Request:
Can you format all the items below as a numbered list, skipping any blank lines?

Dataset extract:

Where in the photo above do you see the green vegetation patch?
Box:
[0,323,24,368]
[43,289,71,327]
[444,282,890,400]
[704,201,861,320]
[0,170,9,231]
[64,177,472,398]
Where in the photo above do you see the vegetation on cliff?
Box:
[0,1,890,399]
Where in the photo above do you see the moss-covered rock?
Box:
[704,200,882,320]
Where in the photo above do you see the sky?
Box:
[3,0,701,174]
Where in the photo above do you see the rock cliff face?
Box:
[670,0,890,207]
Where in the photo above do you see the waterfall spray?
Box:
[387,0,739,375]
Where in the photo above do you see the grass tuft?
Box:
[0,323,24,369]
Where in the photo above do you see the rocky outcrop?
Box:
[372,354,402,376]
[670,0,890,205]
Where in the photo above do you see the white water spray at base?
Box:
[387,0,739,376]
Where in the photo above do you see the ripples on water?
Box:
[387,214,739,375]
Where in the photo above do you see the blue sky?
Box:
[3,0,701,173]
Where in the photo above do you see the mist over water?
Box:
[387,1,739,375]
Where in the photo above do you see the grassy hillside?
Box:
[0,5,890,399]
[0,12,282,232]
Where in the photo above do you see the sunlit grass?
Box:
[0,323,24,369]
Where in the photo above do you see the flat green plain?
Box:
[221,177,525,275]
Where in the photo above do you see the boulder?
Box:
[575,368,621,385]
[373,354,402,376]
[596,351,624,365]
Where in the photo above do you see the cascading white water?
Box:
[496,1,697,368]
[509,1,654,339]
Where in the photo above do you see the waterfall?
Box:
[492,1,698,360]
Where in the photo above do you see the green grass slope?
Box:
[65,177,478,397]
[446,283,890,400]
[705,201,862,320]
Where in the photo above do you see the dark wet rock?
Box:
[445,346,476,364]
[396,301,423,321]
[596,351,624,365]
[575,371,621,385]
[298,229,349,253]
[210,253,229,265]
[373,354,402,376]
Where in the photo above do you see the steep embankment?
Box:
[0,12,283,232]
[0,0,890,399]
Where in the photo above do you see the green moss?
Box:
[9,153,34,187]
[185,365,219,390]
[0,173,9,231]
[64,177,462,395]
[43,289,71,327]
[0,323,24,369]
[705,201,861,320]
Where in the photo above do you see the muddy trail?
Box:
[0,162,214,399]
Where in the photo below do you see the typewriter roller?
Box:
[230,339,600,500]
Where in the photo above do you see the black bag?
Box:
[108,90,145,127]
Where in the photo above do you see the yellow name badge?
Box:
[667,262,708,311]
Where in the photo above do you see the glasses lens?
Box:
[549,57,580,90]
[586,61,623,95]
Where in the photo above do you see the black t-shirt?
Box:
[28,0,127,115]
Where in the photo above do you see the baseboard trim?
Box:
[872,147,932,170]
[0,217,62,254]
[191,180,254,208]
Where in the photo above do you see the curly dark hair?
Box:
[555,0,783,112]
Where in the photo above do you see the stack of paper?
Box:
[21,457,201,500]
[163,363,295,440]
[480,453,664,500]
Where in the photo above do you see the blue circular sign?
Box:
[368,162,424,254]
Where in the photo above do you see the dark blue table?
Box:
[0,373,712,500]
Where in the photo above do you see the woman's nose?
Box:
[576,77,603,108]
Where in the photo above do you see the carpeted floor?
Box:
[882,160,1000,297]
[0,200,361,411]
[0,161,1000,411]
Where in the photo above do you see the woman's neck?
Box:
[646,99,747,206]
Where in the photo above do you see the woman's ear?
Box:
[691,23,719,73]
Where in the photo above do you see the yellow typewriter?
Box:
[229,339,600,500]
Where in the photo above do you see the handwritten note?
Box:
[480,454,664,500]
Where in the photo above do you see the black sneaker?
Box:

Full output:
1. Where in the photo above do you see the green vegetation patch?
2. Box:
3. [0,323,24,368]
4. [43,289,71,327]
5. [444,282,890,400]
6. [704,201,861,320]
7. [0,170,9,231]
8. [64,177,472,398]
9. Where in the photo above do you see the vegetation on cliff?
10. Box:
11. [0,1,890,399]
12. Where in the photo above do you see the moss-covered rock?
13. Box:
14. [704,200,882,320]
15. Where in the photo above do you see the sky?
16. Box:
17. [3,0,701,174]
18. Where in the photo above do you see the rock cliff face?
19. Box:
20. [670,0,890,207]
21. Where in the photo above do you see the waterfall spray?
22. Box:
23. [387,0,739,375]
24. Where in the photo above do you see the grass tuft?
25. Box:
26. [0,323,24,369]
27. Where in the photo above do you see the rocky outcrop?
28. Box:
29. [372,354,402,376]
30. [670,0,890,205]
31. Where in the photo above do you see the white water spray at base?
32. Box:
33. [387,0,739,376]
34. Where in the photo above do you see the ripples on water?
35. Box:
36. [387,214,739,375]
37. Where in the photo above do you see the blue sky?
38. Box:
39. [3,0,701,173]
40. Where in the photo above do you see the mist over water?
41. Box:
42. [387,1,739,375]
43. Where in the photo above do you see the grassy hillside?
44. Box:
45. [0,5,890,399]
46. [0,12,282,232]
47. Where in the photo above do you see the sunlit grass?
48. Box:
49. [0,323,24,369]
50. Where in the photo above do you see the flat green plain?
51. Box:
52. [221,177,525,275]
53. Where in the photo above do you see the boulder?
54. Box:
55. [575,368,621,385]
56. [373,354,402,376]
57. [596,351,624,365]
58. Where in the photo above do you see the cascading white water?
59. Box:
60. [496,1,697,368]
61. [509,1,654,339]
62. Where in the photo above do you see the waterfall?
63. Box:
64. [492,1,698,360]
65. Where in the photo above do you see the green grass slope?
66. Box:
67. [65,177,478,397]
68. [446,283,890,400]
69. [705,201,862,320]
70. Where in the photo above do you see the dark wet rock?
71. Box:
72. [445,346,476,364]
73. [396,301,423,321]
74. [596,351,624,365]
75. [575,371,621,385]
76. [298,229,349,253]
77. [210,253,229,265]
78. [373,354,402,376]
79. Where in the photo above do you see the steep embankment?
80. Box:
81. [0,12,283,232]
82. [0,0,890,399]
83. Where in the photo above do you see the green moss?
84. Box:
85. [9,153,34,187]
86. [185,365,219,390]
87. [0,173,9,231]
88. [64,177,462,395]
89. [43,289,71,327]
90. [0,323,24,369]
91. [705,201,861,320]
92. Where in the photo above do you see the muddy trail?
93. Box:
94. [0,162,214,399]
95. Where in the photo below do you see the typewriter roller?
96. Box:
97. [230,339,600,500]
98. Where in the photo above do you see the black bag?
99. Box:
100. [108,90,145,127]
101. Where in the photo above do you see the yellow name badge?
102. Box:
103. [667,262,708,311]
104. Where in the photo above do you see the glasses lens?
105. Box:
106. [549,57,580,90]
107. [586,61,623,95]
108. Where in the photo above do you see the black t-shirt?
109. Box:
110. [28,0,127,115]
111. Where in the photo above do you see the baseboard trim?
112. Box:
113. [872,147,932,170]
114. [0,217,62,254]
115. [191,180,254,208]
116. Where in the photo above do you see the curly dark hair?
117. Box:
118. [555,0,783,112]
119. Where in the photo above do you see the stack of paper?
120. Box:
121. [21,457,201,500]
122. [163,363,295,440]
123. [480,453,664,500]
124. Where in the photo above do you see the blue circular sign?
125. Box:
126. [368,162,424,254]
127. Where in the photo above do you see the dark blue table?
128. Box:
129. [0,373,712,500]
130. Where in the photo above do you see the woman's nose?
131. Box:
132. [576,77,603,108]
133. Where in the photo above do you see the carpeted floor?
134. Box:
135. [882,160,1000,297]
136. [0,200,361,411]
137. [0,161,1000,411]
138. Where in the photo above do you see the woman's neck?
139. Box:
140. [646,99,747,206]
141. Where in the photo above do you see the woman's ear?
142. Box:
143. [691,23,719,73]
144. Where in the photo above do you see the yellow typewriter?
145. Box:
146. [229,339,600,500]
147. Where in the photo above do you see the handwritten note?
148. Box:
149. [480,454,664,500]
150. Where in the photo above do you see the black sneaker?
151. Box:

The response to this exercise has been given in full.